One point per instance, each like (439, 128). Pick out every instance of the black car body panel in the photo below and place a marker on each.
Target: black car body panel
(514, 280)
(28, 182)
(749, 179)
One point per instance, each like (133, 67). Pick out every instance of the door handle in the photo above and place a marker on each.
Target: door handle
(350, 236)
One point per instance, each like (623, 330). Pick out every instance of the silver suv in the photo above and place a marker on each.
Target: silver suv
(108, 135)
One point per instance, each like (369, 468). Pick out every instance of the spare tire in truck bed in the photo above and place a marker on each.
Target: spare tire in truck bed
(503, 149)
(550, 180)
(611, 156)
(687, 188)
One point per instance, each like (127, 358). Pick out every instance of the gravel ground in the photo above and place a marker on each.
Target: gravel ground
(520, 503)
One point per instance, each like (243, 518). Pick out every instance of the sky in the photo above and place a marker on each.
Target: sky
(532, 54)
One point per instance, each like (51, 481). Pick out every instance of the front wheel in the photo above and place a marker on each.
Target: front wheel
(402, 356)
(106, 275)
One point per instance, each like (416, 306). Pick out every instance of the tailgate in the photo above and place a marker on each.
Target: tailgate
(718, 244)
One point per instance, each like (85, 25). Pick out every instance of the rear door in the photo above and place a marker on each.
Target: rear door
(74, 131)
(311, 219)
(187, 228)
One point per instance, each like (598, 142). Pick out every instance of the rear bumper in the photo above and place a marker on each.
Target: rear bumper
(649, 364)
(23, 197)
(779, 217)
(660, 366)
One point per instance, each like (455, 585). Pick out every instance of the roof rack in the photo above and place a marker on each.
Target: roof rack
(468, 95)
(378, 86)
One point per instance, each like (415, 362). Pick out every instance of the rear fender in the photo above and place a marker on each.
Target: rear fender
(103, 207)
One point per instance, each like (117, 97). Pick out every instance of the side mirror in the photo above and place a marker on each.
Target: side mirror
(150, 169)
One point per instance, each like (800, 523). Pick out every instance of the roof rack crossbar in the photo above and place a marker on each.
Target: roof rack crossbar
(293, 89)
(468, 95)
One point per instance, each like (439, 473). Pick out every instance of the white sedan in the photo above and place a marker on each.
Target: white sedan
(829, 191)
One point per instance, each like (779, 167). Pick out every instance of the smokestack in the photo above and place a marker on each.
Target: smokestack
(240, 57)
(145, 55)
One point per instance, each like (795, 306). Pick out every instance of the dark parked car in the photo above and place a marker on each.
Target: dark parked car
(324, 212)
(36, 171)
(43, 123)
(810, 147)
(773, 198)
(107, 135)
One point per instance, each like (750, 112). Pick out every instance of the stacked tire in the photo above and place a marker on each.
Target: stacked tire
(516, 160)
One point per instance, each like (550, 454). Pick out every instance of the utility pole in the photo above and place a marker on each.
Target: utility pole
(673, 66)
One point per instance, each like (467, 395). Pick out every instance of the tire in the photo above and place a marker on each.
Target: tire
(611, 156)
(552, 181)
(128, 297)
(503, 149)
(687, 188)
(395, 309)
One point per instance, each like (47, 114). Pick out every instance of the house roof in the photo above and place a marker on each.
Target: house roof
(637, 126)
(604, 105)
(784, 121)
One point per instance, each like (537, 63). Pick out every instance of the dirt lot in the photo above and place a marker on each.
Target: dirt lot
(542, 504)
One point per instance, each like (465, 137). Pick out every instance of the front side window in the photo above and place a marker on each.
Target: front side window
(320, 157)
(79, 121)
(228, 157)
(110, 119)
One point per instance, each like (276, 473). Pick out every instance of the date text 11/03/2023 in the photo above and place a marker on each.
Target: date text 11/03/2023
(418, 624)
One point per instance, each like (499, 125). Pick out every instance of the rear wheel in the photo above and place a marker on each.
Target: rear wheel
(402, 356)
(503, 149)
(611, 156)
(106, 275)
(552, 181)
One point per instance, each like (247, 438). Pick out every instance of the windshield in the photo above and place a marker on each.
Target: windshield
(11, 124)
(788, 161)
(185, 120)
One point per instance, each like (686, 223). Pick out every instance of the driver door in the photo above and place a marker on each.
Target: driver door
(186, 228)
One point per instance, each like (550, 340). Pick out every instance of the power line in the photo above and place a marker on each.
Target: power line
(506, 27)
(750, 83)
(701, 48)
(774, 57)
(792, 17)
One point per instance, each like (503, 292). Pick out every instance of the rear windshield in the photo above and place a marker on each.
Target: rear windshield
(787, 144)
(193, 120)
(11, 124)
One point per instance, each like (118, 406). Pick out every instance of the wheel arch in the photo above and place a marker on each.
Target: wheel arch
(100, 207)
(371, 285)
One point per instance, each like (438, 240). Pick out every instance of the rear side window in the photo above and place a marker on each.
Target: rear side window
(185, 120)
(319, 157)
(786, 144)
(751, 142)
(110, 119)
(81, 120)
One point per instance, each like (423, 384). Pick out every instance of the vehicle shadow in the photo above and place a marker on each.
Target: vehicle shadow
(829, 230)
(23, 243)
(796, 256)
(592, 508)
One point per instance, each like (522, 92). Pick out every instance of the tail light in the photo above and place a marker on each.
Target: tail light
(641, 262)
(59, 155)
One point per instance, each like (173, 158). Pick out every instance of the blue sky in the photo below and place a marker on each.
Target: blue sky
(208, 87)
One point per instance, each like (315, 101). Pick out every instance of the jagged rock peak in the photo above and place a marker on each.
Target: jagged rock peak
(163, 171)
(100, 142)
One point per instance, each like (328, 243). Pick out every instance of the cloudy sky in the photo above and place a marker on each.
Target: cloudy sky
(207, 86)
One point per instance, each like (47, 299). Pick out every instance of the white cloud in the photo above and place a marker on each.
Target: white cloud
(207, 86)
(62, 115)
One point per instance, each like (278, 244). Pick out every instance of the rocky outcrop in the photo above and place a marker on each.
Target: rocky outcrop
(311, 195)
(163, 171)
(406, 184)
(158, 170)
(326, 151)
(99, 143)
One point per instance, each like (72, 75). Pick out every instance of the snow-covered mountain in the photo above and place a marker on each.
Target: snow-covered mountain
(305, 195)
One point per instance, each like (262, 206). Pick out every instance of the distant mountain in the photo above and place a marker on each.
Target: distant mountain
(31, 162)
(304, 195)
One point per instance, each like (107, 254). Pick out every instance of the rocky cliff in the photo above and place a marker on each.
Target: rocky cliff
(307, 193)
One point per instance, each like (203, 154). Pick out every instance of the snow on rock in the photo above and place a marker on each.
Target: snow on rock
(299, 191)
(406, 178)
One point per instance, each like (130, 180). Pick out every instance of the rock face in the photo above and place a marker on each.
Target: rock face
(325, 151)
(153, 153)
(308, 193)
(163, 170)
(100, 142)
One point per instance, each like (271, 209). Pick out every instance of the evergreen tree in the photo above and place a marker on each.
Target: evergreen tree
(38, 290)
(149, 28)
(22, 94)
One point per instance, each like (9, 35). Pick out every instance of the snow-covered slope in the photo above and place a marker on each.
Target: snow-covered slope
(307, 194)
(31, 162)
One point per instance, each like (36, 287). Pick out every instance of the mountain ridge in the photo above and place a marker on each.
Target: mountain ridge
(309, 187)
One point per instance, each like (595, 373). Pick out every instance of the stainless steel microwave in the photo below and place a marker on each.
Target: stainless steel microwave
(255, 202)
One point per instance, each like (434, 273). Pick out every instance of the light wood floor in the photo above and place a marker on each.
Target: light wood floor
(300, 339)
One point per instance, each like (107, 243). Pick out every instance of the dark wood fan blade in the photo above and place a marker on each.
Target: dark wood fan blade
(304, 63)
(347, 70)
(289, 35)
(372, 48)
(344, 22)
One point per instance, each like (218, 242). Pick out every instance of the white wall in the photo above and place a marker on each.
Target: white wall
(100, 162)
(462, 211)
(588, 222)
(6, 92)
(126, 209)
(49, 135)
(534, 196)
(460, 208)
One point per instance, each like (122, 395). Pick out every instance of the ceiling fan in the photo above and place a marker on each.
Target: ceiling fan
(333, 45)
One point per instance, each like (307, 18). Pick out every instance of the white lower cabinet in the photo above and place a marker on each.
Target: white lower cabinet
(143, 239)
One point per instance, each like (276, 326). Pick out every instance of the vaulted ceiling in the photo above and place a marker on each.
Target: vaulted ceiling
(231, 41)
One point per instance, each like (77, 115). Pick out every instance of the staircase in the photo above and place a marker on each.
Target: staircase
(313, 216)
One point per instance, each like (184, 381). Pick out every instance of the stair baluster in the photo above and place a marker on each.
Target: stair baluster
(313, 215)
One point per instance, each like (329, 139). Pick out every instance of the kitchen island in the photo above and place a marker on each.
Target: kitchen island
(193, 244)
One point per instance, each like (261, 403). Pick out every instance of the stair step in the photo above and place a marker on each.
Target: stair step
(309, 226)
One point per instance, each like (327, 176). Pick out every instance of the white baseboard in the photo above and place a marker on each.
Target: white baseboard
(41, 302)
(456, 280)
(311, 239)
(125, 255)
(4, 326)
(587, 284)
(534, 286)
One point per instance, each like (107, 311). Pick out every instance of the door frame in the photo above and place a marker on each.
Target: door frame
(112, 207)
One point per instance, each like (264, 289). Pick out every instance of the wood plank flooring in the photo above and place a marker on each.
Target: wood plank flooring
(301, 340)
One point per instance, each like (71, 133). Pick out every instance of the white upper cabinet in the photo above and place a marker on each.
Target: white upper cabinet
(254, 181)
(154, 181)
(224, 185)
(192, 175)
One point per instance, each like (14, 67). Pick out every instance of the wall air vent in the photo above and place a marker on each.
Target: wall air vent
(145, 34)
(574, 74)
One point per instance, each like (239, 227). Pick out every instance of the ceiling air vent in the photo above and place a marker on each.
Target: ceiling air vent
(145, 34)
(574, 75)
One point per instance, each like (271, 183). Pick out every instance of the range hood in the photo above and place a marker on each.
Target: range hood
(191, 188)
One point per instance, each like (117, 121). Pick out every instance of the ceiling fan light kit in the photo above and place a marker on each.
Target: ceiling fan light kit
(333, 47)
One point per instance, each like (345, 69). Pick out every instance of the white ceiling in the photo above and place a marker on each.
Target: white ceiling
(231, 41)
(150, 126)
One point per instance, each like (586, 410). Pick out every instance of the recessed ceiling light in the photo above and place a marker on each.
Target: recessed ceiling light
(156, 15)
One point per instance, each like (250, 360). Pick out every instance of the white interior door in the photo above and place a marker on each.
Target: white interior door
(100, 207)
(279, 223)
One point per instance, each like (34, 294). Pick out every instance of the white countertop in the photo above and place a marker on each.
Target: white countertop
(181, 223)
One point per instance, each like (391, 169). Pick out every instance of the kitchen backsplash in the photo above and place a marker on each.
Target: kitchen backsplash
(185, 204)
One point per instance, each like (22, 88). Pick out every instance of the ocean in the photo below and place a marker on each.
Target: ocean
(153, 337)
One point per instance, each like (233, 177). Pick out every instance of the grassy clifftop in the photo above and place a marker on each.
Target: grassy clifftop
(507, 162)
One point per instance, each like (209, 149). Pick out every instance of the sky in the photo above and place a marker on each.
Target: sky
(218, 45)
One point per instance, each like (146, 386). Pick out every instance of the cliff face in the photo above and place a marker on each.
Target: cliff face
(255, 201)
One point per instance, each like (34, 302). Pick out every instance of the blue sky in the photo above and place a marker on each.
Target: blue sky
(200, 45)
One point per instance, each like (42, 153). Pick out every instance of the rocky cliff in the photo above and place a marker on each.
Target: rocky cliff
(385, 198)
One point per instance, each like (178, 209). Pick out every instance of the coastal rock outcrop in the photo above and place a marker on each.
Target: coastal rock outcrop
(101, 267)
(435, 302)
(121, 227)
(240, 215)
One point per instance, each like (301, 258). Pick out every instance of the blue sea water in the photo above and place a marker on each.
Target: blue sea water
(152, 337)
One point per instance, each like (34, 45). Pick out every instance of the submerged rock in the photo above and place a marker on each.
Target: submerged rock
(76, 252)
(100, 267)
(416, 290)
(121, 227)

========

▶ [Work required] Quote the material word for word, starting at the line that contains "One point per instance, each like (178, 209)." and running through the last line of the material.

▶ [Solved exercise]
One point per instance, each like (178, 209). Pick out every instance of the coastal rock outcrop in the photo above and place a marker on each.
Target: coastal rock outcrop
(101, 267)
(435, 302)
(121, 227)
(240, 215)
One point per instance, each like (301, 258). Pick out every instance of the blue sea water in the photo above and place a marker on each.
Target: blue sea water
(152, 337)
One point per instance, each like (34, 45). Pick out every instance of the submerged rock in the photo above and place a marker on each.
Target: submerged rock
(76, 252)
(100, 267)
(416, 290)
(121, 227)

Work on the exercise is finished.